提示された文章:
****************

コンピュータ室、各種の資料などの保管室等の場合、建物内部の壁面、床面、各種機器表面、配管接合部等に水が付着したり、漏水したりすると、建物床面等の腐食の原因となったり、各種機器が誤動作したり、資料が変質したりする恐れがある。また、水や硫酸、塩酸などの薬品類のような各種の液体を貯蔵したり、輸送したりする場合、その液体の漏洩は、経済的損失や事故の原因となる。
このため、漏水や漏液(以下、これらを「漏液」と称する。)を検知する手段として、建物内部の壁面等に液体(漏液)検知線を添設して、その漏液を検知することが行われている。
その漏液検知線として、例えば、図7に示すように、導体1を吸湿性編組2によって被覆し、その被覆電線を撚り合わせるとともにその外周面をさらに非吸湿性編組3によって被覆したものP1がある(特許文献1第3頁左上欄第7〜同頁右上欄第7行、第3図(a)参照)。
この漏液検知線P1は、漏液が生じると、上記両編組2、3がその漏液を捕捉してその漏液を介して導体1、1間を短絡させ、その短絡による電気信号によって漏液を検出する。このとき、両編組2、3が漏液を確実に捕捉するため、検知精度が高いものである。また、可撓性に富んでいるため施工性も良い。
他の漏液検知線P2として、図8に示すように、2本の導体1、1が間隔を開けて並列され、その導体1、1を絶縁性樹脂4によって被覆し、その絶縁樹脂4を導体長さ方向において、所要間隔で欠如(透孔5)させるとともに、両導体1、1をその長さ方向において、所要間隔で露出(導体露出部1a)させたものもある(特許文献2段落0022、図1参照)。
この液体検知線P2は、漏液が生じると、その漏液を透孔5で捕捉してその漏液を介して導体1、1間を短絡させ、その短絡による電気信号によって漏液を検出する。
さらに、他の漏液検知線P3として、図9に示すように、導体1、1を吸湿材の編組2によって被覆し、その編組被覆の導体1、1を絶縁糸からなる編組3でもって被覆した液体検知線P3もある(特許文献3請求項1〜5 図1〜図3参照)。
この液体検知線P3は、上記液体検知線P1と同様に、漏液が生じると、上記両被覆編組2、3がその漏液を捕捉してその漏液を介して導体1、1間を短絡させ、その短絡による電気信号によって漏液を検出する。
このとき、ウェス(布)をこの漏液検知線の漏液を捕捉した個所の全長に当てれば、網目状の孔内の液分がそのウェスに触れ、毛細管現象によって裏面の液分等もウェスに吸収除去されるため、復帰性に優れている。また、編組2、3により構成されているため、可撓性に富むとともに、屈曲されても復元性に富み、曲げ癖が付き難く、施工性も優れている。

****************

データ行:
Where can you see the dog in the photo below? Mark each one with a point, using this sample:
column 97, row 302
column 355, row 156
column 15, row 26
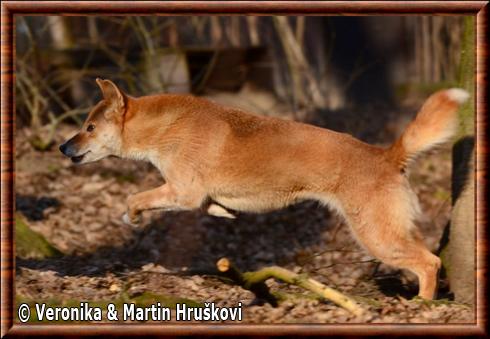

****************

今回の課題: 漏液検知線についての文章を、最後の文の続きから引き継いで書いてください。

結果は以下:
特開昭61−2034号公報 特開2000−131178号公報 特開2011−13004号公報 実開平01−89351号公報 特開2002−277341号公報
上記漏液検知線P1は、編組2、3でもって漏液を捕捉し、その編組2、3内の水分で導体1、1を短絡させて検知するため、少量の漏水ではその漏水を検知し得ない場合がある。
漏液検知線P2は、絶縁樹脂4が扁平成型体からなるため、柔軟性が液体検知線P1、P3に比べて劣り、設置時(施工時)、屈曲すると、その曲げ癖の修正が難しく、設置面に添わせにくくなる問題もある。
液体検知線P3は、上記のように、絶縁被覆が編組2、3からなるため、施工性及び復元性に優れている。しかし、編組2、3の網目から漏液が入り込んで導体1、1を短絡させるものであるため、漏液の表面張力等によってその漏液が網目を円滑に通らずに前記短絡が行なわれず、円滑な漏液検知がなされない恐れがある。
この発明は、この様な実状の下、上記各漏液検知線P1〜P3の問題点を解決する液体検知線とすることを課題とする。
上記課題を達成するために、この発明は、各導体の絶縁性をその導体を被覆する編組でもって担保するとともに、その編組自体を導体の長さ方向全長に亘って所要間隔で欠如させたのである。
まず、編組は、編み機の編み糸の本数を少なくすることによって、その編組の欠如部を容易に形成し得る(下記実施形態参照)。
つぎに、編組で絶縁性を担保すれば、編組は可撓性に富むため、液体検知線P2のような扁平成型体からなる絶縁被覆4のような曲げ癖の修正が容易で、施工性の良いものとなる。
一方、その編組は所要間隔で欠如されてその欠如部では導体が露出し、その欠如部で漏液を捕捉してその漏液を介して導体1、1間が円滑に短絡するため、漏液検出が円滑である。
また、導体被覆を編組で行なったから、この液体検知線をS字状等に屈曲させた際、その導体の屈曲に合わせて編み糸が自由に動くことと、編組に欠如部が存在することにより、さらに編み糸が自由に動き易いことから、その屈曲性がよく、このため、この液体検知線を屈曲させて円滑に床等に添設でき、その添設の作業性が良い。このとき、欠如部が、各導体間においてその長さ方向に向かって交互になっておれば、その屈曲方向の各欠如部の間隔が狭くなって編み糸が自由にさらに動き易くなるため、その屈曲性も向上して作業性はさらに向上する。
この発明の構成としては、少なくとも2本の導体が間隔を開けて並列され、その両導体はその外周を全長に亘って編組によって絶縁性を維持して被覆された液体検知線において、前記編組が導体の長さ方向全長に亘って所要間隔で欠如されている構成を採用することができる。
その所要間隔は、導体の絶縁性担保等を考慮して適宜に設定する。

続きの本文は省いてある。